# Texto para leitura
+--

Entrevista:O Estado inteligente

sexta-feira, fevereiro 18, 2005

Folha de S.Paulo - LUÍS NASSIF: Jabuticaba versus Apple - 18/02/2005

Os duendes da Terra do Nunca continuam atacando. É inacreditável a maneira torta como se muda o foco dos pontos essenciais que impedem o crescimento da economia. Foquemos em um aspecto apenas: a comparação da capacidade de compra do consumidor brasileiro, em relação a um estrangeiro, levando em conta apenas juros e tributação.
Esqueçamos, por ora, o custo do capital, a tributação sobre investimentos, infra-estrutura precária e fiquemos apenas nesses dois pontos.
O brasileiro Jabuticaba ganha salário bruto de R$ 3.000; o norte-americano Apple ganha o equivalente a isso.
Vamos esquecer também os encargos que incidem sobre a folha para as empresas e focar apenas nos descontos para os empregados. O salário do Jabuticaba sofre descontos de 22%; o do Apple, de 10%. Só por conta dessa diferencial, o salário líquido do Apple é 15% maior que o do Jabuticaba.

+--

# Seção de dados
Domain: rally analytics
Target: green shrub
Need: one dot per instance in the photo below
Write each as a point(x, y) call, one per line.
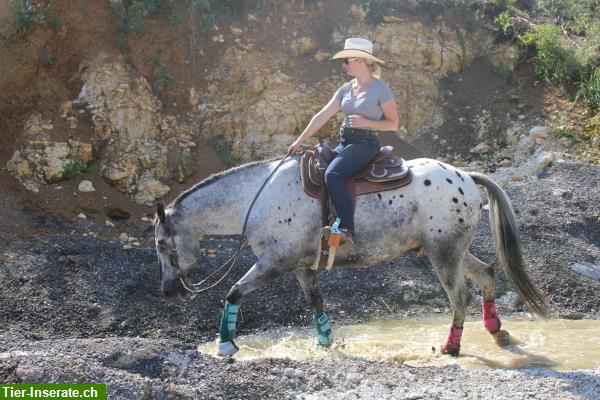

+--

# Questões propostas
[1] Responda com base no texto para leitura:
(a) Qual é o salário bruto do Jabuticaba?
(b) Qual é o percentual de descontos sobre o salário do Apple?
(c) Em quantos por cento o salário líquido do Apple supera o do Jabuticaba?
[2] Traduza para o inglês esta frase do texto para leitura: "O brasileiro Jabuticaba ganha salário bruto de R$ 3.000; o norte-americano Apple ganha o equivalente a isso."

# Respostas esperadas
[1]
(a) R$ 3.000.
(b) 10%.
(c) 15%.

[2] The Brazilian Jabuticaba earns a gross salary of R$ 3,000; the American Apple earns the equivalent of that.